> **What you will do**
Find every line in the records below that contains "door", and copy it.

[Region pointing data]
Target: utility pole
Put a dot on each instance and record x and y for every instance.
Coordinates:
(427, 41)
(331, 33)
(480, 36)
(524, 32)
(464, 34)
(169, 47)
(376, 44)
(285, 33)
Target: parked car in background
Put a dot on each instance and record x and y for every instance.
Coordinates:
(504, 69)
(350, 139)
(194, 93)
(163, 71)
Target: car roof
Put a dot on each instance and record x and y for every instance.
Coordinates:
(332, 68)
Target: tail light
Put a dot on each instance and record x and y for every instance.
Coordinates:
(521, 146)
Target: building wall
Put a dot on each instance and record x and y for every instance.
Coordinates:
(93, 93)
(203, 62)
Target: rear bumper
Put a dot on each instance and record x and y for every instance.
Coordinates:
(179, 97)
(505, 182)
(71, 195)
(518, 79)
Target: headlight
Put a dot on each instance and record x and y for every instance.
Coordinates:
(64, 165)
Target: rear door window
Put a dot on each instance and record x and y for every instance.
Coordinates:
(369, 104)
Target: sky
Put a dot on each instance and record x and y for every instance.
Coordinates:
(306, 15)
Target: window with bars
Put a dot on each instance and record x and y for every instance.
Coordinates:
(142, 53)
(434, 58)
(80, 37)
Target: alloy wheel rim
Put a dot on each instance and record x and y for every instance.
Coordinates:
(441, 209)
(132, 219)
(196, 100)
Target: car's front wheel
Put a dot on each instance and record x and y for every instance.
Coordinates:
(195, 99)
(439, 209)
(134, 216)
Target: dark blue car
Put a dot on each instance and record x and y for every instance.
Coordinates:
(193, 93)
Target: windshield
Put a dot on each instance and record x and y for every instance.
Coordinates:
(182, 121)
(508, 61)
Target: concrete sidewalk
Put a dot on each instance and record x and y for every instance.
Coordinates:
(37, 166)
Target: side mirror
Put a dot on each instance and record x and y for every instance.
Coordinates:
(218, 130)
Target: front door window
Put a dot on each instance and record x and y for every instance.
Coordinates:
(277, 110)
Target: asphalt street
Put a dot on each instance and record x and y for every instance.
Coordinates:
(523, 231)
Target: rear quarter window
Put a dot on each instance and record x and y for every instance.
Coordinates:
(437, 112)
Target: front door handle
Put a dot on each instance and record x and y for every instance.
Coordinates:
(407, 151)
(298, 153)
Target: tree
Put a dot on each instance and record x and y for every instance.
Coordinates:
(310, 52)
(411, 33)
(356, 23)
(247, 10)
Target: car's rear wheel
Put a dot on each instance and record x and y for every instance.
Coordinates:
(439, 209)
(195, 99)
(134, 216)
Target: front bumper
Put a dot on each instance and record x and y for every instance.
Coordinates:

> **Response to the exercise**
Target: rear door window
Target: front door window
Target: front door handle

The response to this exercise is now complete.